TRECHO PARA LEITURA:
O Estado de S. Paulo

Na montanha, com Gabriel Buchmann

Fellipe Barbosa e seu belo tributo ao amigo que morreu na África; filme venceu o prêmio da crítica na 41.ª Mostra

- Luiz Carlos Merten

Havia urgência no longa anterior de Fellipe Barbosa. Casa Grande filia-se a uma tendência do cinema brasileiro que inclui O Som ao Redor, de Kleber Mendonça Filho, e Que Horas Ela Volta?, de Anna Muylaert. Um garoto em plena erupção dos hormônios e numa casa – numa família – que está implodindo, até mesmo economicam­ente. Barbosa gosta de acreditar que Gabriel e a Montanha, seu novo longa, começa onde o outro termina. O que ocorreu com aquele garoto que talvez ainda não saiba o que quer da vida, mas com certeza sabe o que não quer, e é aquela vida protegida no casulo da casa grande? O garoto foi para a África.

TAREFA PROPOSTA A:
Responda com base no texto:
(i) Que prêmio o filme venceu na 41.ª Mostra?
(ii) Quem dirigiu O Som ao Redor?
(iii) Para onde foi o garoto?
TAREFA PROPOSTA B: Altere o trecho do texto que começa em "Fellipe Barbosa e" e segue até "para a África.", substituindo "garoto" por "menino".
Baseie-se apenas no texto, sem recorrer a outras fontes.

AMOSTRA DE ITENS:

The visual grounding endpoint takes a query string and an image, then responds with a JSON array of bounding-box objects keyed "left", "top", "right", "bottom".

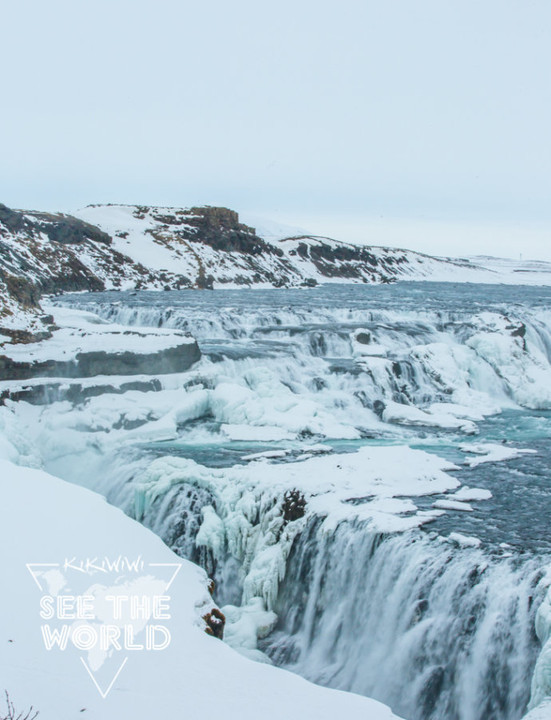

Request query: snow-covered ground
[
  {"left": 0, "top": 460, "right": 402, "bottom": 720},
  {"left": 0, "top": 284, "right": 551, "bottom": 718},
  {"left": 2, "top": 303, "right": 195, "bottom": 363}
]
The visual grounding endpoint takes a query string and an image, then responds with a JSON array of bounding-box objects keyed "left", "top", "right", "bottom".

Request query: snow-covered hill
[
  {"left": 0, "top": 200, "right": 551, "bottom": 342},
  {"left": 0, "top": 459, "right": 402, "bottom": 720}
]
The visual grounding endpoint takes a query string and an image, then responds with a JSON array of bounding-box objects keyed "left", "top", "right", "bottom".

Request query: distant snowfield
[
  {"left": 75, "top": 205, "right": 551, "bottom": 288},
  {"left": 0, "top": 460, "right": 396, "bottom": 720}
]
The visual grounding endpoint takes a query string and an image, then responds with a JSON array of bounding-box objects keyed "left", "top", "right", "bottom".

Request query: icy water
[{"left": 57, "top": 283, "right": 551, "bottom": 720}]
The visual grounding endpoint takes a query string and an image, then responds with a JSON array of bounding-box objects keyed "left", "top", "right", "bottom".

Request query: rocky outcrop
[{"left": 0, "top": 198, "right": 492, "bottom": 342}]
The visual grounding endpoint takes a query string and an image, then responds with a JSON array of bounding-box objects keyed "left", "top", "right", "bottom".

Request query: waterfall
[{"left": 264, "top": 522, "right": 545, "bottom": 720}]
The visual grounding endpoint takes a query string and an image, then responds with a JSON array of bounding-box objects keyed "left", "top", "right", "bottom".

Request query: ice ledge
[{"left": 0, "top": 460, "right": 402, "bottom": 720}]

RESPOSTA CORRETA A:
(i) O prêmio da crítica.
(ii) Kleber Mendonça Filho.
(iii) Para a África.

RESPOSTA CORRETA B:
Fellipe Barbosa e seu belo tributo ao amigo que morreu na África; filme venceu o prêmio da crítica na 41.ª Mostra

- Luiz Carlos Merten

Havia urgência no longa anterior de Fellipe Barbosa. Casa Grande filia-se a uma tendência do cinema brasileiro que inclui O Som ao Redor, de Kleber Mendonça Filho, e Que Horas Ela Volta?, de Anna Muylaert. Um menino em plena erupção dos hormônios e numa casa – numa família – que está implodindo, até mesmo economicam­ente. Barbosa gosta de acreditar que Gabriel e a Montanha, seu novo longa, começa onde o outro termina. O que ocorreu com aquele menino que talvez ainda não saiba o que quer da vida, mas com certeza sabe o que não quer, e é aquela vida protegida no casulo da casa grande? O menino foi para a África.